**The task**:
Locate each line in the data below that contains the word "blue" and copy those lines out.

**Material for the task**:

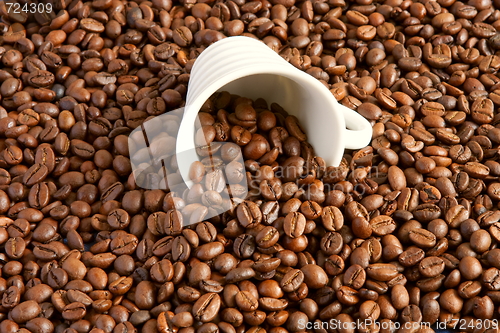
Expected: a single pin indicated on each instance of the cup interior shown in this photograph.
(314, 108)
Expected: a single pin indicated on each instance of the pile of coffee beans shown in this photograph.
(405, 230)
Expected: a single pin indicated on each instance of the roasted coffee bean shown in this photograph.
(403, 230)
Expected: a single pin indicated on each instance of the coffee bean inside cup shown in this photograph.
(269, 238)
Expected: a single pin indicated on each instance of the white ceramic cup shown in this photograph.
(249, 68)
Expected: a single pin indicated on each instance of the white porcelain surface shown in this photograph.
(247, 67)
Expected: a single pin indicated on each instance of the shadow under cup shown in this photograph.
(216, 179)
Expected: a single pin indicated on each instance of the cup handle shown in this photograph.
(358, 132)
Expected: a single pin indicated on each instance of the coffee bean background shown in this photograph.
(404, 230)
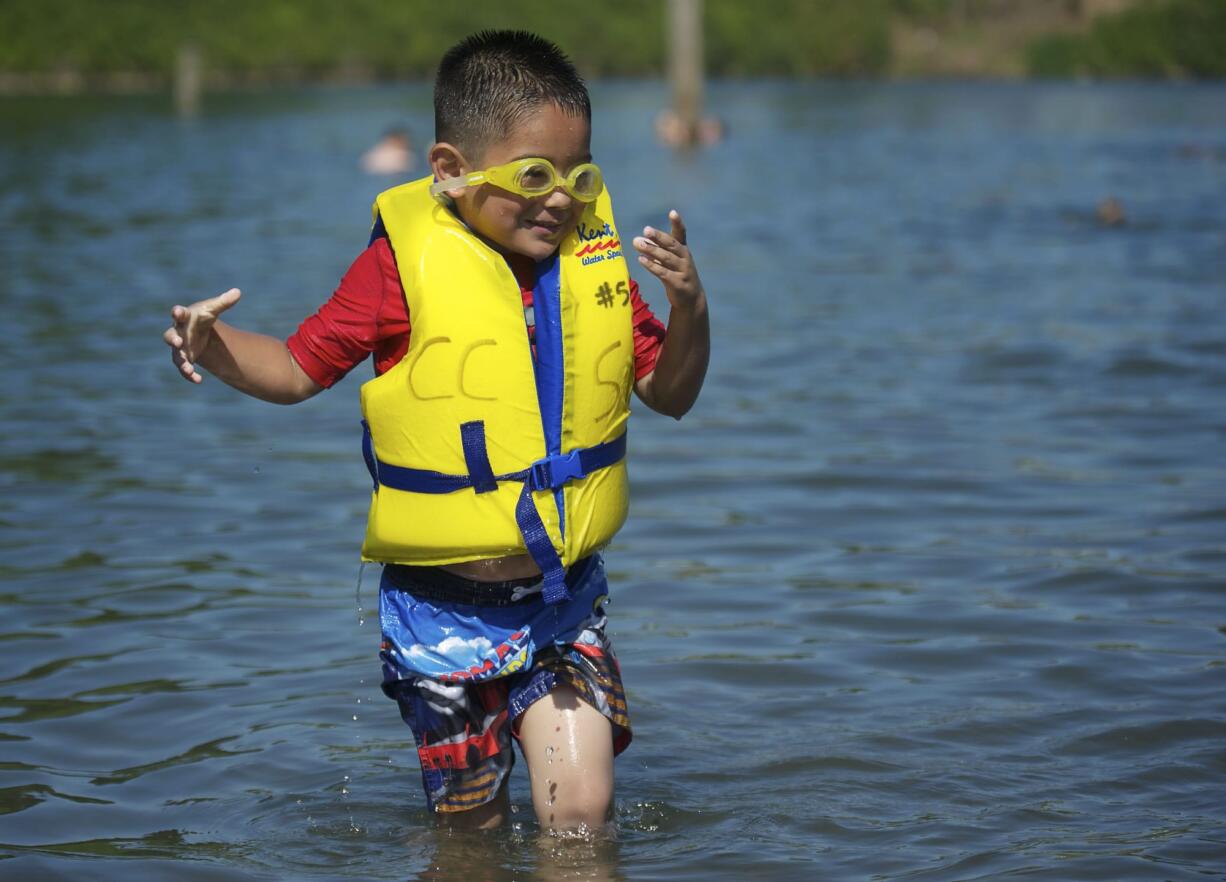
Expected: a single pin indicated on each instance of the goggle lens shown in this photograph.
(532, 178)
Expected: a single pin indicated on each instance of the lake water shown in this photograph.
(929, 585)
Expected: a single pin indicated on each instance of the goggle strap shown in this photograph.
(439, 187)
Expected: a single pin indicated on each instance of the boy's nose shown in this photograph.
(558, 198)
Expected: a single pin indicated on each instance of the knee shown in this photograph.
(585, 807)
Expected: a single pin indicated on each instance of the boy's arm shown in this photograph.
(674, 384)
(253, 363)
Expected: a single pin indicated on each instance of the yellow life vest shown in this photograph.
(477, 448)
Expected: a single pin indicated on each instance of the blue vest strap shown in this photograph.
(549, 472)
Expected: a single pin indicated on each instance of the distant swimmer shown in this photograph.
(672, 130)
(391, 155)
(1111, 212)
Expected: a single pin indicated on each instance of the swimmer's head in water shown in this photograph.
(491, 81)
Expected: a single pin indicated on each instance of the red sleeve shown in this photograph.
(367, 313)
(649, 334)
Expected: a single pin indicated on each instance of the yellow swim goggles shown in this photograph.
(531, 178)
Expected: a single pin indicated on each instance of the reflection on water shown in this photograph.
(929, 585)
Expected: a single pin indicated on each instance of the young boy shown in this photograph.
(495, 426)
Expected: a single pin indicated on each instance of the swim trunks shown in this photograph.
(465, 660)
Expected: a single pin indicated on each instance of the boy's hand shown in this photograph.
(668, 259)
(193, 330)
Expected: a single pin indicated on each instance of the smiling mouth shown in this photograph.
(548, 227)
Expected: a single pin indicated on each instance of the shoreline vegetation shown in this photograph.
(136, 46)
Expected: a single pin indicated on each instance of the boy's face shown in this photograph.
(514, 223)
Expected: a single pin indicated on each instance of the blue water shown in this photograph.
(929, 585)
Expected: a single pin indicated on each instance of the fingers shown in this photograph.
(223, 301)
(658, 248)
(678, 225)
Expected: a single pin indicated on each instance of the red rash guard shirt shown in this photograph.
(368, 314)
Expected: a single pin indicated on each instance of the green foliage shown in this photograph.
(1175, 38)
(399, 38)
(797, 37)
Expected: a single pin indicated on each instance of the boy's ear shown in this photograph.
(446, 161)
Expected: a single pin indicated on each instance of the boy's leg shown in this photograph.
(568, 746)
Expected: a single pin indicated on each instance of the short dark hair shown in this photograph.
(489, 81)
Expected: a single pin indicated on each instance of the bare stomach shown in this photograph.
(495, 568)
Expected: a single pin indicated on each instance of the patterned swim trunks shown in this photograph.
(465, 660)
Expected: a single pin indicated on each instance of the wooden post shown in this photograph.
(685, 64)
(188, 80)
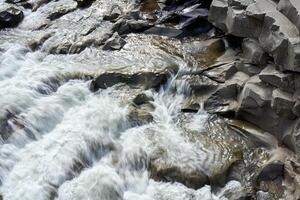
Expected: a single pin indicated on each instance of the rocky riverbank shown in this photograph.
(198, 97)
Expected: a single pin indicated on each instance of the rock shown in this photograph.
(224, 100)
(139, 79)
(253, 52)
(140, 115)
(271, 172)
(296, 108)
(282, 103)
(247, 68)
(23, 3)
(125, 26)
(200, 85)
(193, 179)
(255, 94)
(291, 136)
(260, 20)
(261, 195)
(163, 31)
(114, 14)
(114, 43)
(221, 73)
(291, 9)
(10, 17)
(142, 99)
(84, 3)
(284, 81)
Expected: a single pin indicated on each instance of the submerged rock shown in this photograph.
(10, 17)
(114, 43)
(144, 79)
(260, 20)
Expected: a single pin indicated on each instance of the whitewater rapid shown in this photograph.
(67, 143)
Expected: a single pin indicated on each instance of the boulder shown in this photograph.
(284, 81)
(144, 79)
(190, 178)
(282, 103)
(113, 14)
(164, 31)
(271, 172)
(114, 43)
(253, 52)
(224, 100)
(296, 108)
(142, 99)
(255, 94)
(23, 3)
(291, 9)
(247, 68)
(84, 3)
(125, 26)
(260, 20)
(10, 17)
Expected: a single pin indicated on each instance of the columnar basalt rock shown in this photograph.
(276, 32)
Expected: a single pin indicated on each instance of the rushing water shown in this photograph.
(69, 143)
(61, 141)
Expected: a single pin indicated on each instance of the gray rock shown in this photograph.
(255, 94)
(142, 99)
(164, 31)
(144, 79)
(247, 68)
(271, 172)
(261, 195)
(10, 17)
(282, 103)
(253, 52)
(114, 43)
(296, 108)
(291, 9)
(221, 73)
(224, 100)
(260, 20)
(284, 81)
(125, 26)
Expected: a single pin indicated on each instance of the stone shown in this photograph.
(253, 52)
(247, 68)
(255, 94)
(163, 31)
(23, 3)
(113, 15)
(261, 195)
(193, 179)
(224, 100)
(114, 43)
(140, 115)
(284, 81)
(296, 108)
(291, 9)
(10, 17)
(272, 171)
(260, 20)
(221, 73)
(142, 99)
(282, 103)
(84, 3)
(144, 79)
(125, 26)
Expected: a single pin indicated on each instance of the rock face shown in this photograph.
(145, 79)
(276, 30)
(269, 97)
(10, 17)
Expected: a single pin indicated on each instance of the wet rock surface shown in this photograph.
(146, 99)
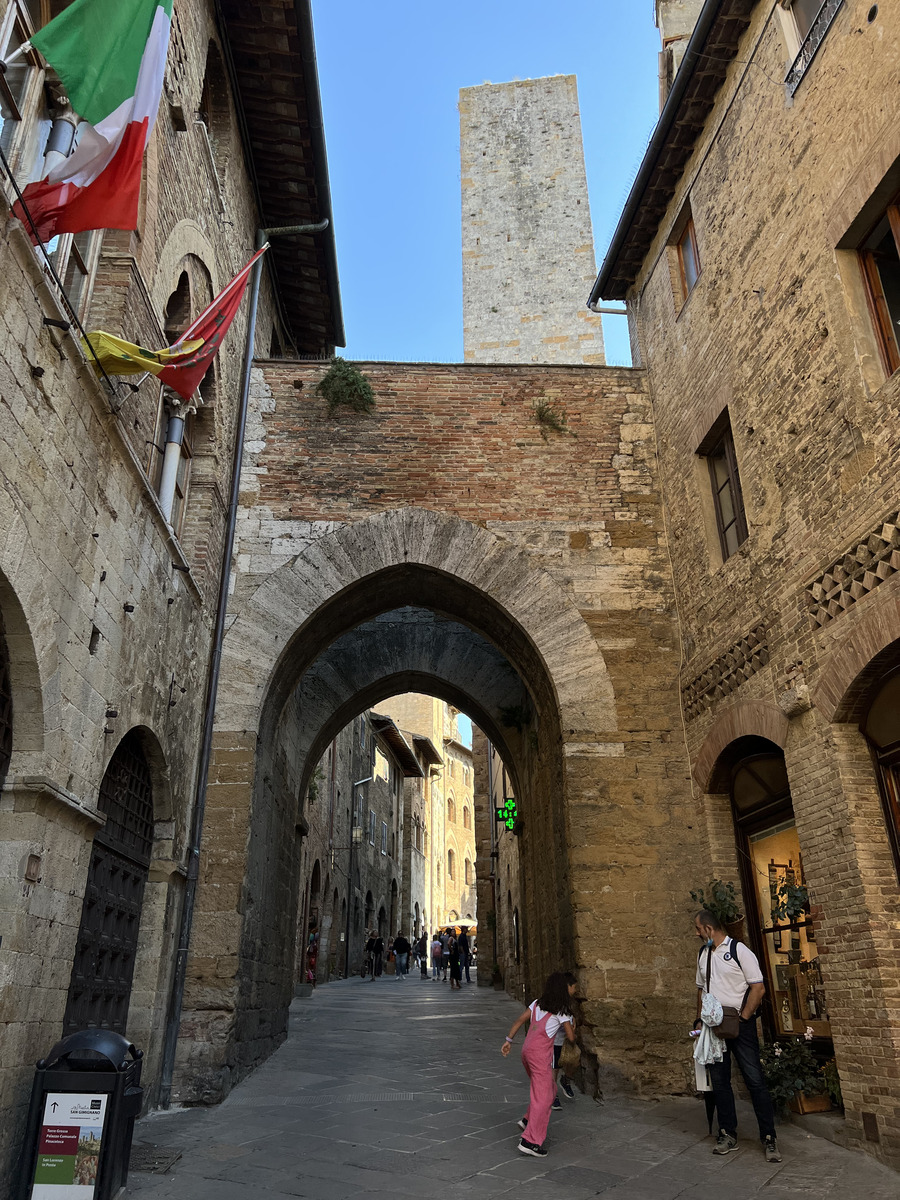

**Correct response**:
Expected: a single pin indicated on each instance of the blue vest strap shown in this photograph.
Expected: a single pin indicated on each instance of the blue water shown in this photograph.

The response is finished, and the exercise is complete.